Source material:

━━━━━━━━━━━━━━━━━━━━

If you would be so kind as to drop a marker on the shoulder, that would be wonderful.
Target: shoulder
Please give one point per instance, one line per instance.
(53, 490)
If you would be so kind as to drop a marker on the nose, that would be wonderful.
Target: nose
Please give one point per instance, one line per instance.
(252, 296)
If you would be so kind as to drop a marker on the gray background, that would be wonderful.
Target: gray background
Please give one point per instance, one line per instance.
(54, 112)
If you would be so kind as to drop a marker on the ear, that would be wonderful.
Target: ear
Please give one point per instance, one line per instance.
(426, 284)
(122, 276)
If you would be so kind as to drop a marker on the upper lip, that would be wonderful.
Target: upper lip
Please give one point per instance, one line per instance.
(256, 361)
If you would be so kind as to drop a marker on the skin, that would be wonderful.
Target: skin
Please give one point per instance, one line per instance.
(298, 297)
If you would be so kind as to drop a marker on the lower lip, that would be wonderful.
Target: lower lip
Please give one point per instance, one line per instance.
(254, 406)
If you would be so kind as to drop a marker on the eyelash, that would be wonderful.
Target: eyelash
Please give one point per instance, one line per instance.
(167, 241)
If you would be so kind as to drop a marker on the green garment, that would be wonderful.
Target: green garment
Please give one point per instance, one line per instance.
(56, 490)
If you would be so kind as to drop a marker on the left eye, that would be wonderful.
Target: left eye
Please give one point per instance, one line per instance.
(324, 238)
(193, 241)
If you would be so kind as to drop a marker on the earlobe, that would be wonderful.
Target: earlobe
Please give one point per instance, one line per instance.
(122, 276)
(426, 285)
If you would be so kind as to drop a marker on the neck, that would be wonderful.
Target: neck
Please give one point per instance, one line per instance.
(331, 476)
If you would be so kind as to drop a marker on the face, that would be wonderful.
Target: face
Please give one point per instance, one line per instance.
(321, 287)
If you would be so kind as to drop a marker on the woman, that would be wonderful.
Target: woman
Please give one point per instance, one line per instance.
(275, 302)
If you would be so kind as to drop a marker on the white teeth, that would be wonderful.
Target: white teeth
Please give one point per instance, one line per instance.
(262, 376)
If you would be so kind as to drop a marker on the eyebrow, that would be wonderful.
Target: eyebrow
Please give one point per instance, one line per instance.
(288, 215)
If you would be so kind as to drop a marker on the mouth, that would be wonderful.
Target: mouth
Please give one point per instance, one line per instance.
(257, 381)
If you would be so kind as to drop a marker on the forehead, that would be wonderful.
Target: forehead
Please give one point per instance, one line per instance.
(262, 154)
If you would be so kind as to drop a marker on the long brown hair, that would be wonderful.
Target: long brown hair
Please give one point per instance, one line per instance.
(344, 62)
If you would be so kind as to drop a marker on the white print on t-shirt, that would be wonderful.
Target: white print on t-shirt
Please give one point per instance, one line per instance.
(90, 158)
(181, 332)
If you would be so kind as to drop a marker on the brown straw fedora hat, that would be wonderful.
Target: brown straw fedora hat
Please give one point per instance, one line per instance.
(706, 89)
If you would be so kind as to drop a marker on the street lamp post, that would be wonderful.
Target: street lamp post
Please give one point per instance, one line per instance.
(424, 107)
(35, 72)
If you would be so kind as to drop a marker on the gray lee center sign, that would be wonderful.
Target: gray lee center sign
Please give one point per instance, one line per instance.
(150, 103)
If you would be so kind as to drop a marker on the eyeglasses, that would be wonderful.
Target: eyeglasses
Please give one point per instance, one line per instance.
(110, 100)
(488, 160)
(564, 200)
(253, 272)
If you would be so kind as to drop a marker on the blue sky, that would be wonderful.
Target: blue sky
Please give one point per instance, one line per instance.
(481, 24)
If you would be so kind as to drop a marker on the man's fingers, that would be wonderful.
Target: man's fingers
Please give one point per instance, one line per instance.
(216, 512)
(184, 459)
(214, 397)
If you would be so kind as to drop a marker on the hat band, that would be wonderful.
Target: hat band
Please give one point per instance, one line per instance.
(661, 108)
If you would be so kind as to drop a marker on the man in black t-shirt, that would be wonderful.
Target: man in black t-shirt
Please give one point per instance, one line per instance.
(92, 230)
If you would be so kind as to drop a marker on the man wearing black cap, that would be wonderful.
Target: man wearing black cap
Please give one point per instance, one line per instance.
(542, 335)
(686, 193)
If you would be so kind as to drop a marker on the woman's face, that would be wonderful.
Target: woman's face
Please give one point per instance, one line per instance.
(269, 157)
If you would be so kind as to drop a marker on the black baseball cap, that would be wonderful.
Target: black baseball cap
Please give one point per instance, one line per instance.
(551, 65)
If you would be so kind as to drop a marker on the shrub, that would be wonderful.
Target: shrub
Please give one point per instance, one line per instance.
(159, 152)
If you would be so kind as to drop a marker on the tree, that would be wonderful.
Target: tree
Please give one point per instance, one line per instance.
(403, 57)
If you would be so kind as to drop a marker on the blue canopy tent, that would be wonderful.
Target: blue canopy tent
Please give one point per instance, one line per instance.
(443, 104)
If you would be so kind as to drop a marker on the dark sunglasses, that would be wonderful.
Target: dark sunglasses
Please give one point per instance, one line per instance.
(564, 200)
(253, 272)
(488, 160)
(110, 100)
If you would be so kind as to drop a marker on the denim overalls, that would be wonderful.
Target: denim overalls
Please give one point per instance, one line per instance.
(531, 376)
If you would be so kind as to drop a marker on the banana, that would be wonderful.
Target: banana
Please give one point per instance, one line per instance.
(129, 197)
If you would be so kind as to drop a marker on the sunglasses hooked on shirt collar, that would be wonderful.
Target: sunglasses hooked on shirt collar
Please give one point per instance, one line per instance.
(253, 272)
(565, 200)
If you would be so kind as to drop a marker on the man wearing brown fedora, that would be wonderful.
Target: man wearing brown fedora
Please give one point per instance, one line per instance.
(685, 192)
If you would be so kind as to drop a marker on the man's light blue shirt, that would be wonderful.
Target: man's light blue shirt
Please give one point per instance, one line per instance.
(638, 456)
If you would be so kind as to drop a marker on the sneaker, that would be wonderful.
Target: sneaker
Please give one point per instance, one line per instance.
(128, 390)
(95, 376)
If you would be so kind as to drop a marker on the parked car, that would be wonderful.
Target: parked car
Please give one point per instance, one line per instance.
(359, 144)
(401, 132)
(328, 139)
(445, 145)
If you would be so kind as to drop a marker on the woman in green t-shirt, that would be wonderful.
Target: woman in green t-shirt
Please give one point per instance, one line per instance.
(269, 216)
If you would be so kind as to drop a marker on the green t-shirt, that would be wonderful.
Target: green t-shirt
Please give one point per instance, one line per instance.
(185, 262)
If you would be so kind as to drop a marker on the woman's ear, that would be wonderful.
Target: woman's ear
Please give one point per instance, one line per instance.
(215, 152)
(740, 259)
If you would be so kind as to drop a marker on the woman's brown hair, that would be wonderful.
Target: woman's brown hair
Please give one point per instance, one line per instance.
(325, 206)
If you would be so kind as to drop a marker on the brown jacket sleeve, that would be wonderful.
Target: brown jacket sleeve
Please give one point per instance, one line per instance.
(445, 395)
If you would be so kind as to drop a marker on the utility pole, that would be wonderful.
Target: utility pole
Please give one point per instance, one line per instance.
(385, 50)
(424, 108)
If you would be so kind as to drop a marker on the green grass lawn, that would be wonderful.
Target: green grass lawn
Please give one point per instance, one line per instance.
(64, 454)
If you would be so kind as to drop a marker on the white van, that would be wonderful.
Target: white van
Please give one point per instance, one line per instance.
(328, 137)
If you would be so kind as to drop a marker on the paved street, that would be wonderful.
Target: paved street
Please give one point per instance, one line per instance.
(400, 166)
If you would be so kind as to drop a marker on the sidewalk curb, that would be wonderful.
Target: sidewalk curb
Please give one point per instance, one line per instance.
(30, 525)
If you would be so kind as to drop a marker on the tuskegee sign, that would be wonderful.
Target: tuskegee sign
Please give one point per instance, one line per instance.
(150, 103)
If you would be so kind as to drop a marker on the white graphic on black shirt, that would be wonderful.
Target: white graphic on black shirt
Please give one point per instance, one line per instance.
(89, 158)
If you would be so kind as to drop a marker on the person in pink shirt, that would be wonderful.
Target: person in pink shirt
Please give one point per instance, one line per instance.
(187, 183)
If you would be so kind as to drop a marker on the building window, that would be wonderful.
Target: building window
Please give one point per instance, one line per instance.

━━━━━━━━━━━━━━━━━━━━

Exercise task:
Only the lines from the one that contains "woman's brown hair, that would be wonderful." to the end of the entries above should be given again, exactly and in full.

The answer:
If you would be so kind as to drop a marker on the woman's brown hair, that would be wonderful.
Target: woman's brown hair
Please give one point per instance, one line per instance.
(325, 206)
If you would be so kind as to drop a marker on the brown jacket sleeve, that would be wonderful.
Target: brown jacket sleeve
Please give one point per instance, one line per instance.
(445, 395)
If you would be so kind as to drop a marker on the utility pole, that would be wonderful.
Target: utility pole
Please give one point per instance, one line per instance.
(385, 50)
(424, 108)
If you would be so kind as to drop a marker on the green grass lawn, that would be wonderful.
Target: green grass lawn
Please give one point per instance, one line per instance.
(64, 454)
If you would be so kind as to drop a marker on the white van, that would be wonderful.
Target: white van
Please give one point per instance, one line per instance.
(328, 137)
If you would be so kind as to drop a marker on the paved street, that would be wonderful.
Target: paved street
Please give one point per instance, one line per instance.
(400, 166)
If you would be so kind as to drop a marker on the sidewalk curb, that would be wonderful.
Target: sidewalk curb
Please give one point per instance, one line per instance.
(30, 525)
If you would be so kind as to drop a marker on the tuskegee sign, that would be wonderful.
Target: tuskegee sign
Please give one point per instance, one line per instance.
(150, 103)
If you would be so kind as to drop a marker on the white graphic on black shirt, that would be wonderful.
Target: white graphic on black shirt
Please give one point per instance, one line per instance.
(89, 158)
If you would be so kind as to drop a marker on the person in pink shirt, that would be wonderful.
Target: person in pink shirt
Please give one point per instance, one line per instance.
(187, 183)
If you would be so kind as to drop a marker on the building window, that would be wonderful.
Target: building window
Please give one point per instance, one line per instance.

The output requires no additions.